▶ _Exercise goal_
From the items below, pull out each line that contains the word "woman" and copy it.
....
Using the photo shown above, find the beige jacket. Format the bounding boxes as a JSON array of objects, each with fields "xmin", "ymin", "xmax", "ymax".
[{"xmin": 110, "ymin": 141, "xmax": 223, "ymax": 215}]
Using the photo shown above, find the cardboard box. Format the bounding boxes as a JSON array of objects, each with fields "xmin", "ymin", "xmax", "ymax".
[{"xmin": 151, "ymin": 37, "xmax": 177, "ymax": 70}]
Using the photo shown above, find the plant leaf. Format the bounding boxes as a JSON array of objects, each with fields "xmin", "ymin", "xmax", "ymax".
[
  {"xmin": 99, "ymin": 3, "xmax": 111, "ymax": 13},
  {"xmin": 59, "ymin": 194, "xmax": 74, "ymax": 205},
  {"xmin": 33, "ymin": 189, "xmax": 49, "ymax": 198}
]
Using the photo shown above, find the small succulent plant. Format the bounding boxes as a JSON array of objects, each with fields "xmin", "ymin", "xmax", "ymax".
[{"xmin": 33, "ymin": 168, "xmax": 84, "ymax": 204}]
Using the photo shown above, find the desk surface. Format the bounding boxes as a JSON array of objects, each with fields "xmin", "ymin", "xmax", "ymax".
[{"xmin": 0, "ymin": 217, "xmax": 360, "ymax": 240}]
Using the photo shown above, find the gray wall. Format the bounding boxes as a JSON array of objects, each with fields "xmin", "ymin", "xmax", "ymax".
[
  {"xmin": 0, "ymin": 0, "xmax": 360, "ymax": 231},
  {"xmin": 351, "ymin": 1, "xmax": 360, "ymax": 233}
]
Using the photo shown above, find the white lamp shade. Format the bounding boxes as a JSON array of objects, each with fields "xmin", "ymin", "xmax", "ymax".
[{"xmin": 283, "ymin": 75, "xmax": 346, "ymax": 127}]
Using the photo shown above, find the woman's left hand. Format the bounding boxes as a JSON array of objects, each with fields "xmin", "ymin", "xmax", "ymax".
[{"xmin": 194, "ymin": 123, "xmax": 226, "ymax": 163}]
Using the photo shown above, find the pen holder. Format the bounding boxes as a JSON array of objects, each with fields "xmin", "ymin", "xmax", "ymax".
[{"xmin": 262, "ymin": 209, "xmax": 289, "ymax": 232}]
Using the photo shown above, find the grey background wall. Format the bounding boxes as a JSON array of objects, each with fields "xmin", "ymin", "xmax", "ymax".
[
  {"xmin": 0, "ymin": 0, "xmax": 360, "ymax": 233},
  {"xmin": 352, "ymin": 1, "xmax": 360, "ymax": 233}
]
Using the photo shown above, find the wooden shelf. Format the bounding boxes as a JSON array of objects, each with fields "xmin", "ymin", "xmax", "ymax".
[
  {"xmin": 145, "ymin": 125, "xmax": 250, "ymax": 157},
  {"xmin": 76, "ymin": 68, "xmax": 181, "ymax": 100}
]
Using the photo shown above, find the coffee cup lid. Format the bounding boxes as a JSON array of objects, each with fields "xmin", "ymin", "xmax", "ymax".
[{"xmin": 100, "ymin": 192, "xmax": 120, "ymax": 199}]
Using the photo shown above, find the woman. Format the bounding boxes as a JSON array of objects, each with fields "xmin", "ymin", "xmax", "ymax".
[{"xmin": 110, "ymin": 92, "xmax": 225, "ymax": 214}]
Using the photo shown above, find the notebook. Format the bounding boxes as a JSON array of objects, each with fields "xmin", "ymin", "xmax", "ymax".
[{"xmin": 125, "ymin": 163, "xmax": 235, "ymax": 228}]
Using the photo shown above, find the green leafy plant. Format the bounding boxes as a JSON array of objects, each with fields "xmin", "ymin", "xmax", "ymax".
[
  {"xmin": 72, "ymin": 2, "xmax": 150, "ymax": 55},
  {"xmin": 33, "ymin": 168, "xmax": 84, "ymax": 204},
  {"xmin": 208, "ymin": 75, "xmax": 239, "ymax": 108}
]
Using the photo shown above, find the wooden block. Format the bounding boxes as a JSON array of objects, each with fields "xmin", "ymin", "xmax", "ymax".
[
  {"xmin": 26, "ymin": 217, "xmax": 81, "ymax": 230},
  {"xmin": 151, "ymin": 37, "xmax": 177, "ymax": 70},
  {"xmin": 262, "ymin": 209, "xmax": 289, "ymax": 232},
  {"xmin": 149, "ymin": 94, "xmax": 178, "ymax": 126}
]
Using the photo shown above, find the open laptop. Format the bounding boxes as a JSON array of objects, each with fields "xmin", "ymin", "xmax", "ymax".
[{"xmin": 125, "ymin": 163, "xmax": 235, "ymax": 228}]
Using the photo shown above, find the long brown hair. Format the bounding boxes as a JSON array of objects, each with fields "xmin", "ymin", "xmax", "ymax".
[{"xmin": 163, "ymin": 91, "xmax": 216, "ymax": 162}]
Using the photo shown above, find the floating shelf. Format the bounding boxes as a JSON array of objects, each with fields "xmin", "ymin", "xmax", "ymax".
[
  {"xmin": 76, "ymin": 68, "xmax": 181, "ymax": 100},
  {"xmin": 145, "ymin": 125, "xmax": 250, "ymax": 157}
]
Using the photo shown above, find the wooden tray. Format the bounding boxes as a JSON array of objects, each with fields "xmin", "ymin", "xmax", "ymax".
....
▶ _Answer in full_
Using the photo shown above, find the woman's left hand. Format the bounding boxes as a JSON array of objects, each with fields "xmin", "ymin", "xmax", "ymax".
Using the photo shown above, find the woman. Format the bounding boxes as a JSON array of objects, each with fields "xmin", "ymin", "xmax", "ymax".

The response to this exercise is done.